== TASK MATERIAL

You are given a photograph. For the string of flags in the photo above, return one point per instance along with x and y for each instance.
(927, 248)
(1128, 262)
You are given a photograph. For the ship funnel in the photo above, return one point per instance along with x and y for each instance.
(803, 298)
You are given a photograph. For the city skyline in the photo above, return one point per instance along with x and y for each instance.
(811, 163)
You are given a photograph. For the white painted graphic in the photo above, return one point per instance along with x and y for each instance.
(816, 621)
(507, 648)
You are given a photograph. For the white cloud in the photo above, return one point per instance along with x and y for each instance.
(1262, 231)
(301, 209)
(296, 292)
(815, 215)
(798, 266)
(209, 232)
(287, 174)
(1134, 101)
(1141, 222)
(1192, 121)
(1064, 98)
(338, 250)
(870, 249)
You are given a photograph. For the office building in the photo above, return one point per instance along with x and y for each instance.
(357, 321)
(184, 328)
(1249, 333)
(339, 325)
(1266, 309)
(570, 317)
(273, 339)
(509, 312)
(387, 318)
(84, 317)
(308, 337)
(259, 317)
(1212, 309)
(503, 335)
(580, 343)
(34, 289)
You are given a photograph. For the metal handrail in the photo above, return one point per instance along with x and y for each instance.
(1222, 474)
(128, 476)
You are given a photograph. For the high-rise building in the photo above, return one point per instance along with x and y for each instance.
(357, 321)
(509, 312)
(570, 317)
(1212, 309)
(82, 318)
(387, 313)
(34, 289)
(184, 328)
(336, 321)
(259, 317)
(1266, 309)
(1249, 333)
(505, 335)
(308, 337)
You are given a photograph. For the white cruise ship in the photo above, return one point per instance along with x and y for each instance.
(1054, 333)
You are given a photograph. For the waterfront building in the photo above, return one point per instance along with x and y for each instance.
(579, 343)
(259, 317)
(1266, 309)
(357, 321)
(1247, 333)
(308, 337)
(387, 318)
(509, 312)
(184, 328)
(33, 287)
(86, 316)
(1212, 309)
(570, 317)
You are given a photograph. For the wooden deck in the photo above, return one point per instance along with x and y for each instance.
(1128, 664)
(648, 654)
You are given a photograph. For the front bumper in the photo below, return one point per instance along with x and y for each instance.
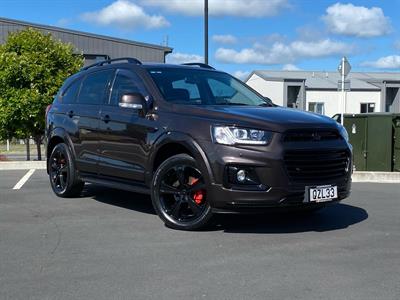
(281, 191)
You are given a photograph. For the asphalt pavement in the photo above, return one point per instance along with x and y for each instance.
(109, 244)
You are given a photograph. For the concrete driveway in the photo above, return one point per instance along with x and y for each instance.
(109, 244)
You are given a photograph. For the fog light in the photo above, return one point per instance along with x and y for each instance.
(241, 175)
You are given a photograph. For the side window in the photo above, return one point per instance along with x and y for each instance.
(192, 88)
(69, 95)
(227, 92)
(95, 87)
(220, 89)
(317, 107)
(126, 82)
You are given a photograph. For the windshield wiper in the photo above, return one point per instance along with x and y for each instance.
(267, 104)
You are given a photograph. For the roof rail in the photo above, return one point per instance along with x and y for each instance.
(130, 60)
(201, 65)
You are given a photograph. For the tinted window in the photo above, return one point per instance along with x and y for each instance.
(191, 88)
(200, 87)
(95, 87)
(69, 95)
(126, 82)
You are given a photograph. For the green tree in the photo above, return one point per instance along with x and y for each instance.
(33, 67)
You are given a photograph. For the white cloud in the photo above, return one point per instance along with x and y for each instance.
(281, 53)
(242, 75)
(181, 58)
(240, 8)
(125, 14)
(290, 67)
(397, 45)
(386, 62)
(360, 21)
(224, 38)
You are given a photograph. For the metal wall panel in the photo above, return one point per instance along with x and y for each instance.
(95, 45)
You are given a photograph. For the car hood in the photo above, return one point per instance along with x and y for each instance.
(277, 119)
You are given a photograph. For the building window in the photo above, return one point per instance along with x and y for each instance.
(317, 107)
(367, 107)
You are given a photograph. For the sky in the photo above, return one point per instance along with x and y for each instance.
(244, 35)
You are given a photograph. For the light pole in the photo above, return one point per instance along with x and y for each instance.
(206, 31)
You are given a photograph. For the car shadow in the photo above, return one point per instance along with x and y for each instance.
(128, 200)
(334, 217)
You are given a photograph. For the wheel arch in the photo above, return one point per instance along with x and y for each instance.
(57, 136)
(174, 143)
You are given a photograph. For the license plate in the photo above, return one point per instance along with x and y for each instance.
(322, 193)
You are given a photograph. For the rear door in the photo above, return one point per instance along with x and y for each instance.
(93, 93)
(124, 141)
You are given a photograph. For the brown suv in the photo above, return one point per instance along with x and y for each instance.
(197, 140)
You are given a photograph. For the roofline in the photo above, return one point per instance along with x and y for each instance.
(86, 34)
(327, 71)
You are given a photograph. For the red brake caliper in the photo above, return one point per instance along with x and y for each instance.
(198, 196)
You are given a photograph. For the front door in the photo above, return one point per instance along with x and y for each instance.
(124, 132)
(94, 91)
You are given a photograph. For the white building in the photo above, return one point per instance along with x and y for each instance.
(318, 91)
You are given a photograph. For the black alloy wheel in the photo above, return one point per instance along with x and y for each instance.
(63, 178)
(179, 194)
(59, 170)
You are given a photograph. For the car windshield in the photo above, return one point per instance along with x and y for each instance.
(200, 87)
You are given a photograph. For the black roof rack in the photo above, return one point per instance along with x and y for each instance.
(201, 65)
(130, 60)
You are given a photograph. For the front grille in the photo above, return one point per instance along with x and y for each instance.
(306, 135)
(316, 166)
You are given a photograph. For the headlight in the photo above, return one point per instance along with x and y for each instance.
(235, 135)
(343, 133)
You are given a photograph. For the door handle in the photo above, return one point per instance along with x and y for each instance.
(106, 118)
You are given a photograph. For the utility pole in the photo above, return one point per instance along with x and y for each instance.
(206, 31)
(344, 70)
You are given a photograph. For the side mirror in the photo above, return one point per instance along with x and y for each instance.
(134, 101)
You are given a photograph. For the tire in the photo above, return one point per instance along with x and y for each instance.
(179, 194)
(62, 173)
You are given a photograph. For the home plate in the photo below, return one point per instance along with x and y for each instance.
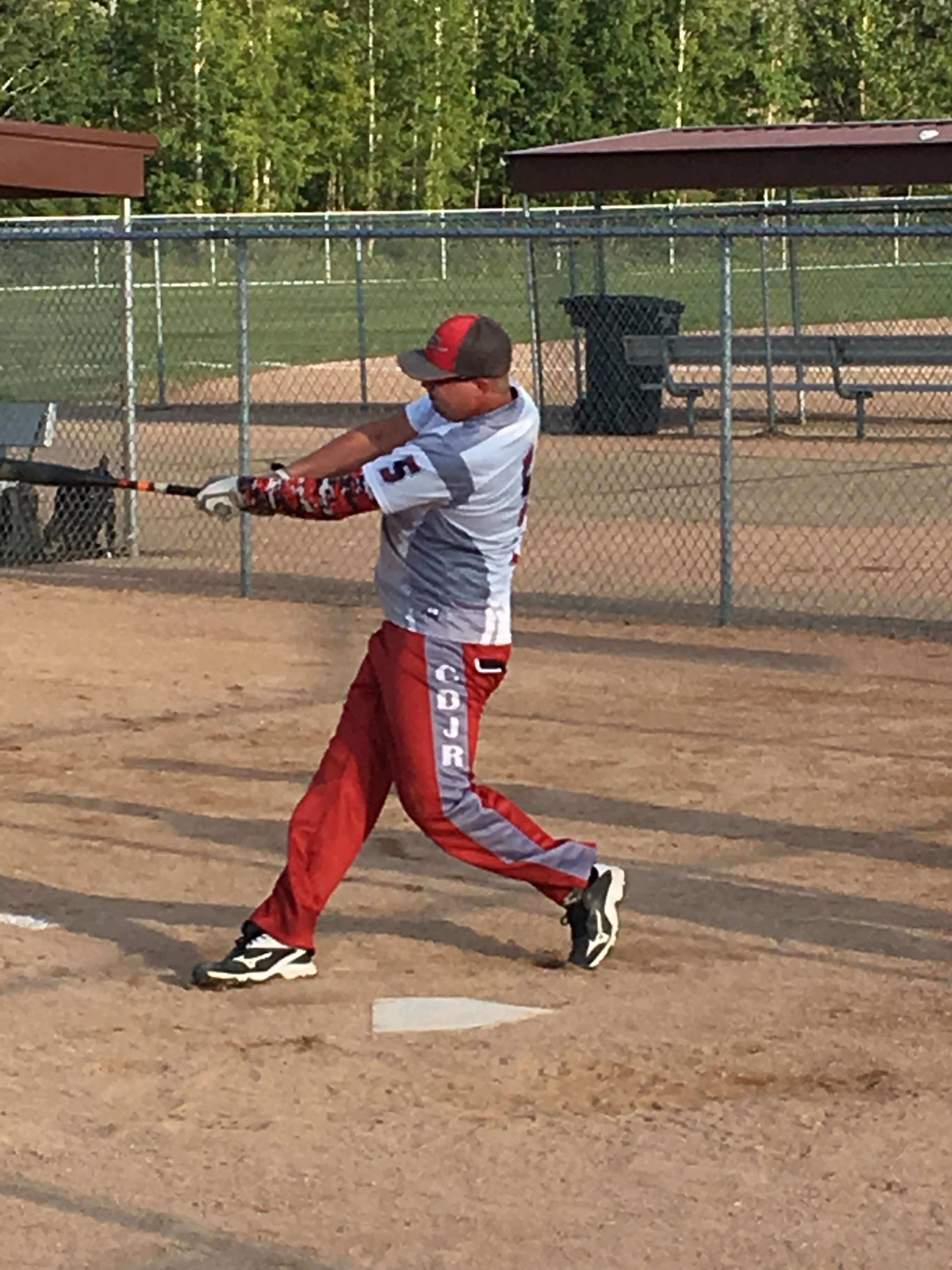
(446, 1014)
(26, 923)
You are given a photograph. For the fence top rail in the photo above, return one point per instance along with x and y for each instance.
(115, 233)
(676, 209)
(848, 350)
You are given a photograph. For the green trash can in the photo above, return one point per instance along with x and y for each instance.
(617, 401)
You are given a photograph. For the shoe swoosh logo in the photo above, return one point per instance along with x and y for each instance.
(602, 938)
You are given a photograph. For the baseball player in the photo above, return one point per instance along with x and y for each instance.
(451, 475)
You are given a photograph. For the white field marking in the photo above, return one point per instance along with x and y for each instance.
(26, 923)
(446, 1014)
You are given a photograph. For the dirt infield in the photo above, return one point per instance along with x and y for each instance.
(757, 1078)
(382, 380)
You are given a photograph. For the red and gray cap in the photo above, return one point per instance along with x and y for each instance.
(465, 346)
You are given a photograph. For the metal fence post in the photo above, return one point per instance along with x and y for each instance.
(532, 303)
(244, 406)
(130, 430)
(361, 317)
(159, 335)
(727, 473)
(577, 342)
(795, 313)
(768, 361)
(600, 248)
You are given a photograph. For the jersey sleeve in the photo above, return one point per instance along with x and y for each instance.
(407, 478)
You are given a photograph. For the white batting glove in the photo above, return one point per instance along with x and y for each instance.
(220, 497)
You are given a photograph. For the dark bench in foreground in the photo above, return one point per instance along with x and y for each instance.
(836, 352)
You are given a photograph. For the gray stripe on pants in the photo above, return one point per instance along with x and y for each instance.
(460, 803)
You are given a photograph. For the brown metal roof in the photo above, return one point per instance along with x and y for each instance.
(803, 155)
(46, 161)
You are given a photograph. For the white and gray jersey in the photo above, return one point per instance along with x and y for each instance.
(454, 503)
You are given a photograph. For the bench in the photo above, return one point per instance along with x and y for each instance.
(835, 352)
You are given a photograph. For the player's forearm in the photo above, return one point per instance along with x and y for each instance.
(354, 449)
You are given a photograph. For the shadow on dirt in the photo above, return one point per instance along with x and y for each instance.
(663, 651)
(706, 897)
(183, 1244)
(539, 801)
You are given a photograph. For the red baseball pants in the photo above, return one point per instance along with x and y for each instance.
(412, 719)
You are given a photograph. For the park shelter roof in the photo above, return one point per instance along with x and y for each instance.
(784, 155)
(48, 161)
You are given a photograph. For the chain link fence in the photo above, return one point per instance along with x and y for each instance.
(747, 409)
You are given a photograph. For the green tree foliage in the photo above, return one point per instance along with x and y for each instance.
(284, 105)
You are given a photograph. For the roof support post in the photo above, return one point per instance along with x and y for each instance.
(795, 309)
(727, 474)
(130, 430)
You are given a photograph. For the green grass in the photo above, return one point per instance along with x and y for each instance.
(66, 345)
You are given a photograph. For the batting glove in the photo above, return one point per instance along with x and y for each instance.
(220, 497)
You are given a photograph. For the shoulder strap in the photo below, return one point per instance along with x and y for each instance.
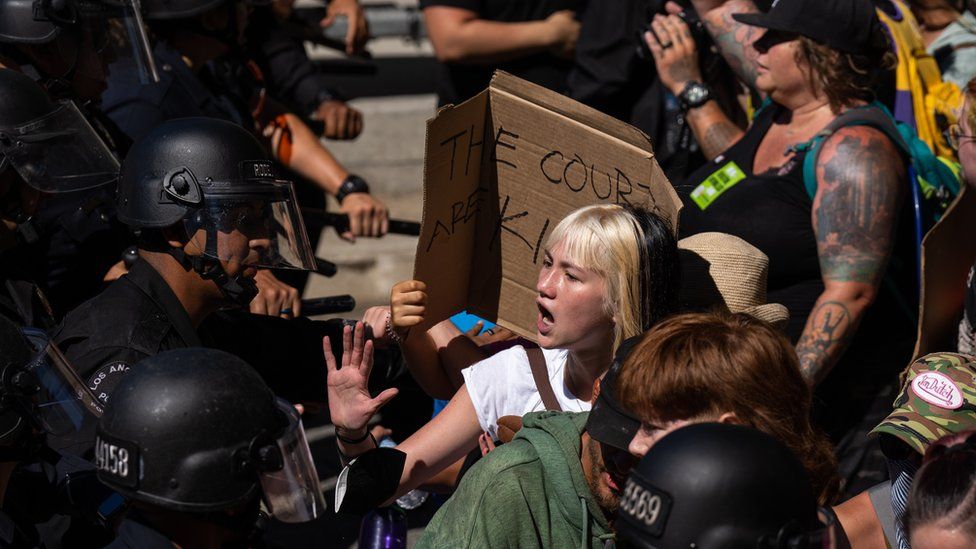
(540, 373)
(880, 495)
(873, 114)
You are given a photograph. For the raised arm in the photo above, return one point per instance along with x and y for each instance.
(860, 182)
(459, 36)
(676, 58)
(436, 356)
(734, 39)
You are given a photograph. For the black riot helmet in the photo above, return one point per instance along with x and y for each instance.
(50, 144)
(719, 486)
(214, 181)
(161, 10)
(34, 22)
(40, 393)
(196, 430)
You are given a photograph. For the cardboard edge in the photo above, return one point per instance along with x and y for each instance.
(565, 106)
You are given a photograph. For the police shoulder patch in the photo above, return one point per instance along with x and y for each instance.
(104, 379)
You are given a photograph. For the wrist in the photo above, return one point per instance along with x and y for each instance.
(351, 184)
(352, 436)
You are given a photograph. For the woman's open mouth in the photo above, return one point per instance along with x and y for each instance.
(545, 321)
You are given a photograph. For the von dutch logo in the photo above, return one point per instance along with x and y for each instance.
(937, 390)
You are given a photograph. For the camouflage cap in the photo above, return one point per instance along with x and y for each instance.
(937, 398)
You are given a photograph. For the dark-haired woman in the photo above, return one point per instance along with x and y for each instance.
(829, 241)
(942, 504)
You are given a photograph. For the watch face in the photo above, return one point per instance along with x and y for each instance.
(695, 94)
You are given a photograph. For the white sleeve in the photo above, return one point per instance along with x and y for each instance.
(489, 383)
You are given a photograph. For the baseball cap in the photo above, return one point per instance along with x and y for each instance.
(609, 423)
(850, 26)
(937, 398)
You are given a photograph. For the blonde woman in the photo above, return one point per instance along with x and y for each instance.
(609, 273)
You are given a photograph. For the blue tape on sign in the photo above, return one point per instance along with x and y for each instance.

====

TASK TO CARRY OUT:
Beginning at the line that contains "You are given a photograph. For the watch", reproduce every line down to the last line of the entries above, exactly and only those.

RESPONSE:
You are given a photograph. For the watch face in the photo above, return one point per instance along with x and y for each instance.
(695, 94)
You are given a photograph. For the white sleeve in the photo above, return one point per instance along with x and y for each instance.
(489, 383)
You are given a photograph. For the baseball cap in the photo above, return one point per instance along with x and y for each instance.
(609, 423)
(850, 26)
(937, 398)
You are given a photograph. For the blonde woman in the photo above, return one point per instance along with x and y for each instance.
(609, 273)
You are given a photograph. For the blue tape on sign in the photo above, return one point per instance along with x and y for each instance.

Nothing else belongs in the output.